CHARLESTON, S.C. (BP)–Heeding President Bush’s call for Americans to help their own — and mindful of Jesus’ command in Matthew 28 to “go ye therefore and teach all nations” — more than 20 students from Charleston Southern University spent Spring Break volunteering and ministering “at home” in Charleston, S.C., and in snowy Charleston, West Va.

It marked the fourth year that CSU students have traveled to West Virginia for Spring Break outreach projects, partnering each year with West Charleston Baptist Church.

Cleaning commodes, insulating windows, filling potholes in the driveway and painting were just a few of the activities the West Virginia team helped perform. They helped Fairlawn Baptist Church members renovate an elementary school the church bought to turn into new worship space. They visited a welfare office and a bus station, and they threw a block party for a mobile home park. And they also worked with two other churches, Lighthouse Baptist and Living Hope Baptist.

The team, led by Campus Ministries Assistant Jenny Dowdy, pulled up outside a welfare office one cold morning and unloaded boxes of doughnuts and jugs of coffee. They spent about two hours inside, handing out the food and talking to people.

“In many cases, it gave us an opportunity to sit down with them for a lengthy amount of time and pray with them and hear their life story,” said Heather Merwin, a CSU junior from Vermont who has gone to West Virginia every Spring Break since she came to the University.

The students did essentially the same activities at the Transit Mall, except they handed out cakes and sodas. Again, they saw a need for that kind of ministry. “Often, people are just hungry for someone to listen to them,” Merwin said. And sometimes the outreach takes hold. “Sometimes they do call [the church] back, or they do start coming to the church.”

Merwin praised the particular ministry of West Charleston Baptist. “It’s a very, very unique ministry,” she said. “Their motto is showing God’s love in a practical way. When they say that, they truly do it. When we’re there for that week, we take part in ongoing ministries. They do it throughout the year.”

The students’ final evening in West Virginia included a block party at a mobile home park. They cooked hamburgers, organized games and activities for the children who lived there and spent some time talking to the adults. They also handed out light bulbs as a visual reminder that Jesus is the light of the world.

Even though it was cold, “it was a good time,” Merwin said. “Everybody was talking and just enjoying themselves.”

Acting Campus Minister Keith Sharp led the Charleston, S.C. group, which spent the week witnessing to carriage drivers and street vendors, working with children in a low-income housing development and helping at construction projects coordinated through Charleston Outreach.

• _Dataset content_:

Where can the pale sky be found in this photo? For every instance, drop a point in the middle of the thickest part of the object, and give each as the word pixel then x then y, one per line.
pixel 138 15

• _Direction_: Resume the article on the Charleston Southern University Spring Break trips from where it stops.

• _Answer to the task_:
“I think the main value (of both trips) is that these students have developed relationships for ongoing ministry that will carry on long after Spring Break,” said Sharp, who is also CSU’s director of youth ministry. Beyond that, the students enjoyed fellowship with fellow believers and the sense of service enhanced by working outside of their comfort zones. Sharp thanked CSU and its supporters, in particular the South Carolina Baptist Convention, for enabling students to take these trips at no financial cost to themselves.

The students took bottled water and snacks through the historic district’s street markets, offering the refreshments to vendors and carriage drivers and talking to them. “You ask if you can pray about anything for them,” CSU Junior Jen Lambright said.

The students also held a day camp each afternoon in a Charleston apartment complex, “kind of like a backyard Bible club,” Lambright said. They worked with children in groups and individually throughout the week.

A group of students from the South Carolina team also painted a house during the week. The projects were all coordinated through Charleston Outreach, which will continue providing teams for these local ministries through the summer.

“I actually really liked it,” Lambright said of her at-home mission work. She went with a mission team to Daytona Beach, Fla., for Spring Break last year. “It was kind of weird at first, because these were all familiar places. I’ve always gone to the marketplace and just shopped. I never realized that there were people there.

“Now, I know that I can’t go back to the marketplace and think of it the same way,” Lambright continued. “And since these places are nearby, I can continue the ministry.”

All told, the students in both cities painted two buildings, made hundreds of contacts, ministered to 80 vendors, and reached dozens of children and hundreds of adults.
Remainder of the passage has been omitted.